[DATA IN THIS EXERCISE]:

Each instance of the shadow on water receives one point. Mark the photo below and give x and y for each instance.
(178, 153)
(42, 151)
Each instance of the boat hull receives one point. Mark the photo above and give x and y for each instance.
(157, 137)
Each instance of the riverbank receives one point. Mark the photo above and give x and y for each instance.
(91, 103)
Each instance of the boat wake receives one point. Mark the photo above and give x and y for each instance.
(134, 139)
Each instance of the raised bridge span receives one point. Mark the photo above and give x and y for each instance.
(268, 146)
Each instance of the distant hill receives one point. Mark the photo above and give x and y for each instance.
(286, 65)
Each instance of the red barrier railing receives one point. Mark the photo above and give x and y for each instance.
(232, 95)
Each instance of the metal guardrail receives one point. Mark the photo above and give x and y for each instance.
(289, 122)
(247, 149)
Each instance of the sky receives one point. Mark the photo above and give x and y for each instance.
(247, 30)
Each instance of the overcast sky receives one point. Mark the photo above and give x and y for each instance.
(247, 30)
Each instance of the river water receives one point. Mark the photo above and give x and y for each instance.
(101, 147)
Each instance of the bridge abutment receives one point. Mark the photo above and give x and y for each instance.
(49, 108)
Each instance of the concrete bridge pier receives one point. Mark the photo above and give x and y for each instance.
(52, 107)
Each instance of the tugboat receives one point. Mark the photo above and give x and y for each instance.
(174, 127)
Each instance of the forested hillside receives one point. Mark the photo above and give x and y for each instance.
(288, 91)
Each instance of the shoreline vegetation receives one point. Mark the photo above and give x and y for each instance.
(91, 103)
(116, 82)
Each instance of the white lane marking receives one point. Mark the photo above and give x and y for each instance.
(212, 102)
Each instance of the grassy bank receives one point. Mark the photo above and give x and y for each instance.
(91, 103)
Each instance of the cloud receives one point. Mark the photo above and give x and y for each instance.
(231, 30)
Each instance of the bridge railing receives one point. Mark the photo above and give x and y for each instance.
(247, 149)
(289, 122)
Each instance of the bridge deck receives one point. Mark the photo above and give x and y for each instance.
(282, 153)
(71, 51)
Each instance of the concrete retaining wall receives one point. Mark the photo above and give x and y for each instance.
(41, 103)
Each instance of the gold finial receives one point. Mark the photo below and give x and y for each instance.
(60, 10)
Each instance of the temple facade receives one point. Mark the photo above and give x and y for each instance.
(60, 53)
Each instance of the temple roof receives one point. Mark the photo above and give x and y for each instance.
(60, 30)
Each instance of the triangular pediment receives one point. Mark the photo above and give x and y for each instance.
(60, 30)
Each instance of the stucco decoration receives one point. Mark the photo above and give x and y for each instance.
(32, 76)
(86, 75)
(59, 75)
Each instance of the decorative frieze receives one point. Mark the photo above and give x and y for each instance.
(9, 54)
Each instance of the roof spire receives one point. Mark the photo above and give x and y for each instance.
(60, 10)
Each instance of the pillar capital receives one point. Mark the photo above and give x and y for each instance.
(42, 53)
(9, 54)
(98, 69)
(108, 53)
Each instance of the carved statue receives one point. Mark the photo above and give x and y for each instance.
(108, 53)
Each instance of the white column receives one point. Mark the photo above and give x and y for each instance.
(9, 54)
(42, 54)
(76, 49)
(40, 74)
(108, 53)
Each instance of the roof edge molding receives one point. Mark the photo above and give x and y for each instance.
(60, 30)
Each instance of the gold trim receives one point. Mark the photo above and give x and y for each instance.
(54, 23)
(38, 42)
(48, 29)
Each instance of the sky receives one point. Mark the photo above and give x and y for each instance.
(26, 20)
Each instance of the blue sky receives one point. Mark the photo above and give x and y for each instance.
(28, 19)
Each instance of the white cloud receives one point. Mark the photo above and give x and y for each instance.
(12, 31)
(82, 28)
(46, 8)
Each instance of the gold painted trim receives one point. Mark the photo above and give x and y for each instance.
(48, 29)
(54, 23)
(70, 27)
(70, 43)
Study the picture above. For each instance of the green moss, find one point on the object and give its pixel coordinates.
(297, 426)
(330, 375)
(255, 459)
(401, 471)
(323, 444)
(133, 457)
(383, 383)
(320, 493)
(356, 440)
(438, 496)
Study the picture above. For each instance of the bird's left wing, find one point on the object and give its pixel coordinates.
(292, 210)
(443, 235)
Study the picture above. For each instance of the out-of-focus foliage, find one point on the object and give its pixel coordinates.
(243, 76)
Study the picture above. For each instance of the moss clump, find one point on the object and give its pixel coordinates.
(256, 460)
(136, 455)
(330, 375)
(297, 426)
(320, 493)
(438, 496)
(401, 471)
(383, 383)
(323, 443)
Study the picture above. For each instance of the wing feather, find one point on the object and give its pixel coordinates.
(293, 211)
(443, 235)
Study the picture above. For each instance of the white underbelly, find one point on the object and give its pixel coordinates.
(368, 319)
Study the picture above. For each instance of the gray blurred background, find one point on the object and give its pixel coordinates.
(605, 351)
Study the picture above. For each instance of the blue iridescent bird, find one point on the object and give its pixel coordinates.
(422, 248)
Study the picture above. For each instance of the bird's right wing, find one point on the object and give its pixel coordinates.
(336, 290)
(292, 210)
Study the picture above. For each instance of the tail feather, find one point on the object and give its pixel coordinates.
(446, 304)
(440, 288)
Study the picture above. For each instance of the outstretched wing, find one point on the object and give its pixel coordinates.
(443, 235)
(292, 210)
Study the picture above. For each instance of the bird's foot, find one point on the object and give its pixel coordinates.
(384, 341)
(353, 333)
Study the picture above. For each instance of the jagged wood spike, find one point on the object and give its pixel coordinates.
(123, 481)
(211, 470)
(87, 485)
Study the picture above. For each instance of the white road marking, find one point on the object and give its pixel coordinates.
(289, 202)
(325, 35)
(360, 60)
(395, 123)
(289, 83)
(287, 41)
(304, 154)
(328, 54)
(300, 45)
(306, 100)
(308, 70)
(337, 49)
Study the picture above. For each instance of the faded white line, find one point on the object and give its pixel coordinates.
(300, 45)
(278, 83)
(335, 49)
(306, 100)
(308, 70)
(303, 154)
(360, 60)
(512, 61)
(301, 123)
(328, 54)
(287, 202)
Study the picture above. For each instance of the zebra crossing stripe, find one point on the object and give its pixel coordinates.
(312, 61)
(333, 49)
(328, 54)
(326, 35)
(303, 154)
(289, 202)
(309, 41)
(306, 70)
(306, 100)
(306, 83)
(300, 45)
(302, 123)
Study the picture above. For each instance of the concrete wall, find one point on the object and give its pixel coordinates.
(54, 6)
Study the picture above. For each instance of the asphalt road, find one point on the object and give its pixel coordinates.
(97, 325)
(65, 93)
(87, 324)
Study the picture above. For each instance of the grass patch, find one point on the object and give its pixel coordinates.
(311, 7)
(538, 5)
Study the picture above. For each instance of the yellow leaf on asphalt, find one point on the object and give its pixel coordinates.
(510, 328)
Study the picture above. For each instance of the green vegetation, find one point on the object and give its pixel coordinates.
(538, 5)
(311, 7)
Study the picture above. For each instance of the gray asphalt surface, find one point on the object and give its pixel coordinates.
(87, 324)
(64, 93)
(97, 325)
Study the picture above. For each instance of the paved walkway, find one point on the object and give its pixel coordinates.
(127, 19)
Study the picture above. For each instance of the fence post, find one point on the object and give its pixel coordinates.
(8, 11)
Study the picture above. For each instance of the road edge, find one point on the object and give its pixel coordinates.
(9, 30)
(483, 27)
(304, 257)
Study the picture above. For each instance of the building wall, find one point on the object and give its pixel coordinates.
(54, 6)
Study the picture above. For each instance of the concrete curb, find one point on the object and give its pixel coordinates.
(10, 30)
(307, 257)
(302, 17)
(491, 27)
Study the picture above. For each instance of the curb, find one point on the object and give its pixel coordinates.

[YOUR INSTRUCTIONS]:
Give back the whole listing above, identical in every line.

[ANSWER TO THE PROBLEM]:
Each instance of the shadow on water receives one point. Mark the photo below and give x and y for each instance.
(178, 153)
(42, 151)
Each instance of the boat hull receives one point. Mark the photo above and give x and y for each instance.
(157, 137)
Each instance of the riverbank receives one point. Mark the photo above and give x and y for each instance.
(91, 103)
Each instance of the boat wake receives one point. Mark the photo above and give x and y for each instance.
(134, 139)
Each instance of the raised bridge span receives one point. Mark the photo above and give x and y for each instance.
(268, 146)
Each instance of the distant hill receives one point. Mark the photo above and give x and y for each instance.
(286, 65)
Each instance of the red barrier railing receives one point. Mark the photo above and give x and y for each instance.
(232, 95)
Each instance of the metal guardrail receives one point. Mark the photo above and give x and y for each instance.
(289, 122)
(247, 149)
Each instance of the sky receives one point. Mark the photo above and give x and y for each instance.
(247, 30)
Each instance of the overcast sky receives one point. Mark the photo above and give x and y for each instance.
(247, 30)
Each instance of the river water receives one point. Mark the photo above and give x and y for each instance.
(101, 147)
Each instance of the bridge abutment receives one point. Mark the photo above and give x and y for each instance.
(49, 108)
Each instance of the concrete bridge pier receives one point. Mark the photo above and give x and y for each instance.
(52, 107)
Each instance of the tugboat receives one point. Mark the photo above and give x and y for each instance.
(174, 127)
Each instance of the forested hillside receives one point. Mark the photo above and give x and y for each instance.
(288, 91)
Each instance of the shoreline vegetation receives one point. Mark the photo above and give x and y for each instance.
(91, 103)
(116, 82)
Each instance of the white lane marking receives one point. Mark the photo above and give x and y for each instance.
(212, 102)
Each instance of the grassy bank receives one point. Mark the photo above and give x and y for each instance.
(91, 103)
Each instance of the cloud receives one point. Mark the photo above and give x and y for each instance.
(231, 30)
Each instance of the bridge railing receives one point. Mark the photo above and give x and y for each instance.
(247, 149)
(289, 122)
Each instance of the bridge deck receives one point. Mark the photo above and give x and y for each instance.
(282, 153)
(71, 51)
Each instance of the concrete retaining wall receives one point. Mark the photo above and give x and y for each instance.
(41, 103)
Each instance of the gold finial receives one point. Mark the photo below and give x and y for each instance.
(60, 10)
Each instance of the temple facade receives one point. Mark the photo above and give x and y for each instance.
(60, 53)
Each instance of the temple roof receives one point. Mark the photo above and give x and y for each instance.
(60, 30)
Each instance of the triangular pediment receives one point. Mark the photo above and give x and y for each instance.
(60, 30)
Each instance of the stucco decoration receives one point. Mark the photo above and give x and y for each instance.
(32, 76)
(86, 75)
(59, 75)
Each instance of the decorative frieze receives one point. Mark the photo above and give x and y for each instance.
(9, 54)
Each instance of the roof spire receives one point. Mark the photo above and give x and y for each instance.
(60, 10)
Each instance of the pillar capital receives one point. Mark the photo above and give x and y for each instance.
(42, 53)
(9, 54)
(98, 69)
(108, 53)
Each instance of the carved statue receives one point. Mark the photo above and give x and y for each instance.
(108, 53)
Each instance of the white column receives one point. Mark the photo above and give x and y for each instance.
(9, 54)
(42, 54)
(76, 49)
(40, 74)
(108, 53)
Each instance of the roof edge molding receives one point. Mark the photo above and give x and y for each instance.
(60, 30)
Each instance of the gold trim receives one point. Mark the photo above and give x and y for each instance.
(54, 23)
(38, 42)
(48, 29)
Each instance of the sky receives one point. Mark the photo above and give x and y for each instance.
(26, 20)
Each instance of the blue sky receives one point. Mark the photo above and give x and y for each instance.
(28, 19)
Each instance of the white cloud receives one point. Mark the photo above and give x and y for each instance.
(12, 31)
(82, 28)
(46, 8)
Each instance of the gold painted trim receives one point. Mark the photo above and give x and y for each instance.
(48, 29)
(54, 23)
(70, 27)
(70, 43)
Study the picture above. For each instance of the green moss, find one point on the object and give its pixel coordinates.
(297, 426)
(330, 375)
(255, 459)
(401, 471)
(323, 444)
(133, 457)
(383, 383)
(320, 493)
(356, 440)
(438, 496)
Study the picture above. For each instance of the bird's left wing, find one point on the object and give its pixel coordinates.
(292, 210)
(443, 235)
Study the picture above. For each instance of the out-of-focus foliage, find one point on the object and give its pixel coordinates.
(243, 76)
Study the picture above. For each instance of the moss clump, find one point on the object and give its pixel coordinates.
(256, 460)
(136, 455)
(330, 375)
(297, 426)
(320, 493)
(438, 496)
(401, 471)
(383, 383)
(323, 443)
Study the picture above. For each instance of the wing feather, find one point on the object and give its pixel coordinates.
(293, 211)
(443, 235)
Study the picture above. For each instance of the white underbelly, find one point on the object and give its pixel coordinates.
(368, 319)
Study the picture above. For each instance of the gray blurred background, find one point on the object and give its pixel coordinates.
(605, 351)
Study the picture above. For each instance of the blue iridescent bird, find one point on the object and give its pixel coordinates.
(422, 248)
Study the picture above. For each instance of the bird's right wing, find one point on the object and give its pixel coordinates.
(336, 290)
(292, 210)
Study the picture above. For each instance of the tail feather, find one point on the object and give its pixel coordinates.
(446, 304)
(440, 288)
Study the picture above. For each instance of the outstretched wing, find one point on the object and give its pixel coordinates.
(443, 235)
(292, 210)
Study the picture above. For each instance of the bird's foot, find one point on the object and give its pixel coordinates.
(384, 341)
(353, 333)
Study the picture above. For each instance of the jagged wood spike, find one point on the object and give its pixel coordinates.
(123, 481)
(211, 470)
(87, 485)
Study the picture above. For each instance of the white road marking, find one point on the object and give its pixel coordinates.
(289, 202)
(325, 35)
(360, 60)
(395, 123)
(289, 83)
(287, 41)
(304, 154)
(328, 54)
(300, 45)
(306, 100)
(308, 70)
(337, 49)
Study the picture above. For each instance of the faded white line, find one point on the object and give its pixel coordinates.
(300, 45)
(278, 83)
(335, 49)
(306, 100)
(308, 70)
(303, 154)
(360, 60)
(512, 61)
(301, 123)
(328, 54)
(287, 202)
Study the picture above. For each instance of the zebra crossing stripe, find one point on the object and give its pixel coordinates.
(312, 61)
(333, 49)
(328, 54)
(326, 35)
(303, 154)
(289, 202)
(309, 41)
(306, 70)
(306, 100)
(306, 83)
(300, 45)
(302, 123)
Study the picture above. For each instance of the concrete wall, find one point on the object and give its pixel coordinates.
(54, 6)
Study the picture above. For each instance of the asphalt road, find one point on the object and give its pixel coordinates.
(97, 325)
(65, 93)
(87, 324)
Study the picture above. For each instance of the grass patch, find one point on the object and give its pixel coordinates.
(311, 7)
(538, 5)
Study the picture above. For each instance of the yellow leaf on asphalt, find one point on the object and give its pixel coordinates.
(510, 328)
Study the picture above. For each instance of the green vegetation, find one point on the object and give its pixel coordinates.
(538, 5)
(311, 7)
Study the picture above. For each instance of the gray asphalt surface, find one point on the object and give its pixel coordinates.
(87, 324)
(64, 93)
(97, 325)
Study the picture above. For each instance of the paved walkway, find one point on the object and give its pixel coordinates.
(127, 19)
Study the picture above. For each instance of the fence post, find one point on the object and give its pixel coordinates.
(8, 11)
Study the picture above. For each instance of the road edge, find one point on the object and give its pixel coordinates.
(9, 30)
(483, 27)
(304, 257)
Study the picture above. For each instance of the building wall, find one point on the object and give its pixel coordinates.
(54, 6)
Study the picture above. For each instance of the concrete curb, find one point on the object and give its pixel coordinates.
(10, 30)
(307, 257)
(302, 17)
(491, 27)
Study the picture above. For each instance of the curb, find one point on the object and give its pixel coordinates.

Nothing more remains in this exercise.